§ **Records excerpted from a collection**:
[Start of section]

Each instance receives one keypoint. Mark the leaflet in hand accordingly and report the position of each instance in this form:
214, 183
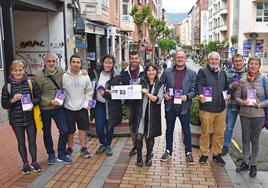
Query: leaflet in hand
236, 78
26, 102
60, 96
252, 96
90, 104
100, 88
207, 92
177, 96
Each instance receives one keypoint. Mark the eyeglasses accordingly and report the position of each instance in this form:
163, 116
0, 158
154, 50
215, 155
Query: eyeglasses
50, 61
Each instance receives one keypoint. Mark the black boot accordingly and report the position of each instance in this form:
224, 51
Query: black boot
243, 167
139, 162
139, 153
148, 161
253, 171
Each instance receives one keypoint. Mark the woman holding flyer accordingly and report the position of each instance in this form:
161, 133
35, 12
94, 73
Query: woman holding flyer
250, 98
108, 112
149, 116
16, 97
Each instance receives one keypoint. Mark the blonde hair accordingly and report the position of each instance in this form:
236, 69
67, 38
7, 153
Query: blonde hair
16, 63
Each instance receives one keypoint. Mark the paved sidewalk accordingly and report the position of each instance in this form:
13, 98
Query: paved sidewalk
119, 170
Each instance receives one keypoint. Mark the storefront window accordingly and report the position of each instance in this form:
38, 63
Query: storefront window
262, 12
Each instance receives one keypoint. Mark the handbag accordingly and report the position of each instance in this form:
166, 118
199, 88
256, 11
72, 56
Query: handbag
265, 108
36, 111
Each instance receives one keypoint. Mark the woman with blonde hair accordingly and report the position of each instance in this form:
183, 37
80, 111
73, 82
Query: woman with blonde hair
18, 98
250, 97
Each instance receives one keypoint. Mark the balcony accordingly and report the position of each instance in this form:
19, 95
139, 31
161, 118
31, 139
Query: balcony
223, 28
126, 23
95, 11
223, 11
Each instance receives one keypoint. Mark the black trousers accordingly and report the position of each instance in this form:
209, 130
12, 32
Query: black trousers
31, 136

[End of section]

§ **Description of the task**:
Look through the records and copy every line that has the word "keypoint".

§ **Completed task**:
Each instance receives one keypoint. Mark the leaflet in hand accordingly and report the position of each instance in this form:
Each instance receives one keypoint. Mark the eyeglasses accordingly and report the position of each instance in this form:
Each instance receives one keypoint. Mark the black boot accordingly and report the position of each instance in this form:
Each instance receives one keypoint. Mark the woman holding flyer accordingly and report the position of each instance in this form:
Each instance receives one keypoint. Mark the blonde hair accordingly and report the position of each instance in this form:
Each instance receives one keypoint. Mark the paved sidewalk accordingly and report the position of each instance in this form:
Each instance receives one keypoint. Mark the storefront window accordingly and report the position of each instance in this form:
Each instance receives one keypoint. Mark the handbag accordingly and report the position of each instance in this form:
Each instance receives one keypoint. Mark the woman with blonde hair accordingly and report the position of each instance in this form:
Each instance receives one keypoint. Mark the balcony accordingly and report the position of each instance in this form:
Each instance receives one keypoint. Mark the black trousers accordingly and report the position of each instance in this form:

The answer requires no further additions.